Transcribe the stretch of the records from their beginning through the line containing "pixel 413 65", leaving out the pictures.

[begin Raw records]

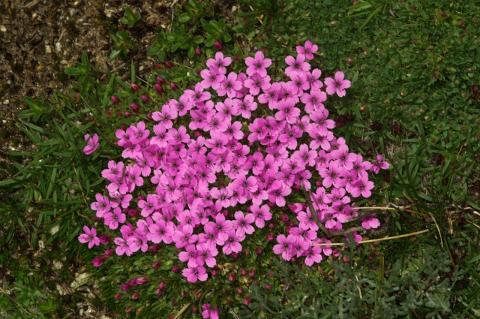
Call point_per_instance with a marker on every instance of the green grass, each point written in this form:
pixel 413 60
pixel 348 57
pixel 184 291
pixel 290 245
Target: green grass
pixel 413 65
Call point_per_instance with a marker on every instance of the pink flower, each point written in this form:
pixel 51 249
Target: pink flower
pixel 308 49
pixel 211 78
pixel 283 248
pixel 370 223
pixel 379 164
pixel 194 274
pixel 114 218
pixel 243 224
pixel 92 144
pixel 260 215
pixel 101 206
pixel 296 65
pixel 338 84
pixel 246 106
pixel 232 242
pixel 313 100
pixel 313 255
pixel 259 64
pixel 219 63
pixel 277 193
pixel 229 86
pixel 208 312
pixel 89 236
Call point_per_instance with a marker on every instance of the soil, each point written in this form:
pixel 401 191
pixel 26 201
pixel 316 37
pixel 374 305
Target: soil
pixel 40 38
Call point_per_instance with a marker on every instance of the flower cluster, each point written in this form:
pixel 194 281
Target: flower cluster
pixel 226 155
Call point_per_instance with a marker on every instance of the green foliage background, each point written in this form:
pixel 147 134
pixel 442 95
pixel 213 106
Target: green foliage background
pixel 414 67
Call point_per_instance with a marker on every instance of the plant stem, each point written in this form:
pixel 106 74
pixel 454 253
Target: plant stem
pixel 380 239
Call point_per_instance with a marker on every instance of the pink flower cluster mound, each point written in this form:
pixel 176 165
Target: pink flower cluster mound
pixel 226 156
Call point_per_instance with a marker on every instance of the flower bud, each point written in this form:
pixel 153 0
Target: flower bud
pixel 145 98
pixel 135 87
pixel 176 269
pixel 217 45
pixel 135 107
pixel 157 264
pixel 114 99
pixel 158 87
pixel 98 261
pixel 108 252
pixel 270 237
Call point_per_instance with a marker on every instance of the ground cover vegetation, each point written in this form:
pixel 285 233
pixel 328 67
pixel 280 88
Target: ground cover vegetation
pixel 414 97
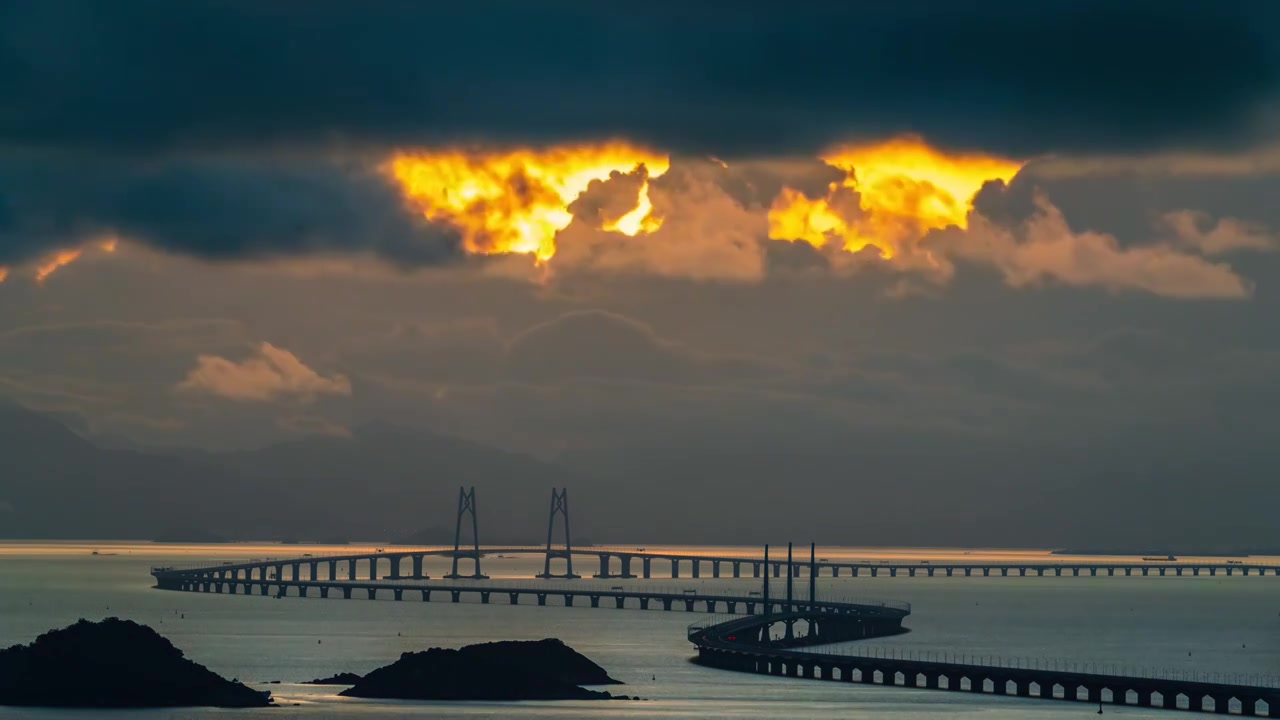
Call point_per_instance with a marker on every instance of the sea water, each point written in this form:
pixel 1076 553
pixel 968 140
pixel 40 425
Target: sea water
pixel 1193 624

[end Raw records]

Complete response:
Call point_per_instance with a marker on every instance of the green grass, each point written in this form:
pixel 413 60
pixel 348 57
pixel 184 291
pixel 290 245
Target: green grass
pixel 413 65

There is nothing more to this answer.